# [Data extract]
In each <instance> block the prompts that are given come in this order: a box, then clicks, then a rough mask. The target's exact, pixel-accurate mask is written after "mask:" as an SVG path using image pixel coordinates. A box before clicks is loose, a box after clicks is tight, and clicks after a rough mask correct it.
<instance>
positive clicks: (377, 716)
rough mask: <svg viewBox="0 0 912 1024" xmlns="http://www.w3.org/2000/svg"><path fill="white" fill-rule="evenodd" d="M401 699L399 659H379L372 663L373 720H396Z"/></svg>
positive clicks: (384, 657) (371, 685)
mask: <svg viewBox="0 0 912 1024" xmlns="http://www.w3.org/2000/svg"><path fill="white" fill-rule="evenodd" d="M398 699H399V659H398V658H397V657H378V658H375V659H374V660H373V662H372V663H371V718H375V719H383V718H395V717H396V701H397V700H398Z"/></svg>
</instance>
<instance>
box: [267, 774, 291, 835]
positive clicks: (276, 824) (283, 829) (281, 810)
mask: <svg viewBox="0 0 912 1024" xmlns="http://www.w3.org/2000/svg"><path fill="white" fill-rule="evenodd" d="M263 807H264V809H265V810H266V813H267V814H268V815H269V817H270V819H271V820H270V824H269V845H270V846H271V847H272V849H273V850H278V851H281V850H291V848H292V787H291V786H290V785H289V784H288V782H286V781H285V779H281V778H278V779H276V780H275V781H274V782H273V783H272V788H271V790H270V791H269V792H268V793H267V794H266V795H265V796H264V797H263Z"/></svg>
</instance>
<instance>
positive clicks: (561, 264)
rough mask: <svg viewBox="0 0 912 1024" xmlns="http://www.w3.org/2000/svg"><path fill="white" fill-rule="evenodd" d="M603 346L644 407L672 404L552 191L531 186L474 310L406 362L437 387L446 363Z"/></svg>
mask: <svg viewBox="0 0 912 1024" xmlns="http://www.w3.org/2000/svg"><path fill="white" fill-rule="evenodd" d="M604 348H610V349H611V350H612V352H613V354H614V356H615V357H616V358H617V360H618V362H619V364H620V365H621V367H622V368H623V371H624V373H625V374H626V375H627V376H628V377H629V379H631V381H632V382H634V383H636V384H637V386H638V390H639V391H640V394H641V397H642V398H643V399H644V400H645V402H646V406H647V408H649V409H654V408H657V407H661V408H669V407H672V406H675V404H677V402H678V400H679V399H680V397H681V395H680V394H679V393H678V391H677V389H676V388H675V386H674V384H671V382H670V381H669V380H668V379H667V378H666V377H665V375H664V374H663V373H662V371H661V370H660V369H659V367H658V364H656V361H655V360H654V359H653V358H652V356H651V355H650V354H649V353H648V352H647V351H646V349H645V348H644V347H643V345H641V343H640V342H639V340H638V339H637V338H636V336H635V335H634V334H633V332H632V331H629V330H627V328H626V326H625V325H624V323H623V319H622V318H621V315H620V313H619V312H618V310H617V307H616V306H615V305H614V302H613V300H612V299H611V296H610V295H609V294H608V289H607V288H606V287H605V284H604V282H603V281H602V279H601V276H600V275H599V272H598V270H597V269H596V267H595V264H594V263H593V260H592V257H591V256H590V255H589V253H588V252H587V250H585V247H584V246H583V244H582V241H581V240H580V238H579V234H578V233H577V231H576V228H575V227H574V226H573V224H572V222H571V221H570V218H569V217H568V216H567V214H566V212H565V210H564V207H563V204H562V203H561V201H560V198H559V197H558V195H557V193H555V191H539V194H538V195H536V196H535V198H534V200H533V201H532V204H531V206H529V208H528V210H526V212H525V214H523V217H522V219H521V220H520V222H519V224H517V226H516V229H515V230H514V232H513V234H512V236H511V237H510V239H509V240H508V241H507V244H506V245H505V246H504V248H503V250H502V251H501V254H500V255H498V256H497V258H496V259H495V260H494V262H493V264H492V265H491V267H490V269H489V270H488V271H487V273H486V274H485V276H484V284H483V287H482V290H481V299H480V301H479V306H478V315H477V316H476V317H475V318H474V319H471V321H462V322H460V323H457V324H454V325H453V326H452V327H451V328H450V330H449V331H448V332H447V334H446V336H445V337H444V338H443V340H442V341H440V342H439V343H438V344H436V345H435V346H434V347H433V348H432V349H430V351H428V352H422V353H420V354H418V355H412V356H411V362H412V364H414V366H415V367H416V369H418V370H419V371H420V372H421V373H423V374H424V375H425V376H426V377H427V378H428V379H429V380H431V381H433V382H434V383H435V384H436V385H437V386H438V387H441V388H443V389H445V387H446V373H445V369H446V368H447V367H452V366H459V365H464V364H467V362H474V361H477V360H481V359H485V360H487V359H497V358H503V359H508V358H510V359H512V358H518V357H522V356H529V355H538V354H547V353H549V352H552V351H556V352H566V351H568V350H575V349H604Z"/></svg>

# [Instruction]
Copy out all of the material above word for word.

# [Reply to the task]
In each <instance> block the prompts that are given come in this order: a box, then clicks, then a rough mask. The target's exact, pixel-accurate mask is written after "mask:" as an SVG path using image pixel coordinates. A box before clicks is loose, a box after clicks is tight, and clicks after a rough mask correct it.
<instance>
positive clicks: (377, 716)
rough mask: <svg viewBox="0 0 912 1024" xmlns="http://www.w3.org/2000/svg"><path fill="white" fill-rule="evenodd" d="M401 699L399 659H379L372 663L373 720H396Z"/></svg>
positive clicks: (384, 657) (371, 685)
mask: <svg viewBox="0 0 912 1024" xmlns="http://www.w3.org/2000/svg"><path fill="white" fill-rule="evenodd" d="M398 699H399V659H398V658H397V657H378V658H375V659H374V660H373V662H372V663H371V718H375V719H383V718H395V717H396V701H397V700H398Z"/></svg>
</instance>
<instance>
box: [267, 774, 291, 835]
positive clicks: (276, 824) (283, 829) (281, 810)
mask: <svg viewBox="0 0 912 1024" xmlns="http://www.w3.org/2000/svg"><path fill="white" fill-rule="evenodd" d="M263 807H264V809H265V810H266V813H267V814H268V815H269V817H270V819H271V820H270V824H269V845H270V846H271V847H272V849H273V850H278V851H281V850H291V848H292V787H291V786H290V785H289V784H288V782H286V781H285V779H281V778H278V779H276V780H275V781H274V782H273V783H272V788H271V790H270V791H269V792H268V793H267V794H266V795H265V796H264V797H263Z"/></svg>
</instance>
<instance>
positive clicks: (561, 264)
rough mask: <svg viewBox="0 0 912 1024" xmlns="http://www.w3.org/2000/svg"><path fill="white" fill-rule="evenodd" d="M603 346L644 407L672 404L552 191L531 186L474 310L406 362L437 387L446 363Z"/></svg>
mask: <svg viewBox="0 0 912 1024" xmlns="http://www.w3.org/2000/svg"><path fill="white" fill-rule="evenodd" d="M604 348H610V349H611V350H612V352H613V354H614V356H615V357H616V358H617V360H618V362H619V364H620V365H621V367H622V368H623V371H624V373H625V374H626V375H627V376H628V377H629V379H631V381H632V382H634V383H636V384H637V386H638V390H639V391H640V394H641V397H642V398H643V399H644V400H645V402H646V406H647V408H649V409H654V408H657V407H661V408H669V407H672V406H675V404H677V402H678V400H679V399H680V397H681V395H680V394H679V393H678V391H677V389H676V388H675V386H674V384H671V382H670V381H669V380H668V379H667V378H666V377H665V375H664V374H663V373H662V371H661V370H660V369H659V367H658V364H656V361H655V360H654V359H653V358H652V356H651V355H650V354H649V353H648V352H647V351H646V349H645V348H644V347H643V345H641V343H640V342H639V340H638V339H637V338H636V336H635V335H634V334H633V332H632V331H629V330H627V328H626V326H625V325H624V323H623V319H622V318H621V315H620V313H619V312H618V310H617V307H616V306H615V305H614V302H613V300H612V299H611V296H610V295H609V294H608V289H607V288H606V287H605V284H604V282H603V281H602V279H601V276H600V275H599V272H598V270H597V269H596V267H595V264H594V263H593V260H592V257H591V256H590V255H589V253H588V252H587V250H585V247H584V246H583V244H582V241H581V240H580V238H579V234H578V233H577V231H576V228H575V227H574V226H573V224H572V222H571V221H570V218H569V217H568V216H567V214H566V212H565V210H564V207H563V204H562V203H561V201H560V198H559V197H558V195H557V193H555V191H539V194H538V195H536V196H535V198H534V200H533V201H532V204H531V206H529V208H528V210H526V212H525V214H523V217H522V219H521V220H520V222H519V224H517V226H516V229H515V230H514V232H513V234H512V236H511V237H510V239H509V240H508V241H507V244H506V245H505V246H504V248H503V250H502V251H501V254H500V255H498V256H497V258H496V259H495V260H494V262H493V264H492V265H491V267H490V269H489V270H488V271H487V273H486V274H485V276H484V284H483V287H482V290H481V299H480V301H479V306H478V315H477V316H476V317H475V318H474V319H471V321H462V322H460V323H457V324H454V325H453V326H452V327H451V328H450V330H449V331H448V332H447V334H446V336H445V337H444V338H443V340H442V341H440V342H439V343H438V344H436V345H435V346H434V347H433V348H432V349H430V351H428V352H422V353H420V354H418V355H412V356H411V362H412V364H414V366H415V367H416V369H418V370H419V371H420V372H421V373H423V374H424V375H425V376H426V377H427V378H428V379H429V380H431V381H433V382H434V383H435V384H436V385H437V386H438V387H441V388H443V389H445V387H446V373H445V369H446V368H447V367H452V366H459V365H464V364H467V362H474V361H477V360H481V359H485V360H487V359H497V358H503V359H508V358H510V359H512V358H518V357H522V356H529V355H538V354H547V353H549V352H552V351H556V352H566V351H568V350H575V349H604Z"/></svg>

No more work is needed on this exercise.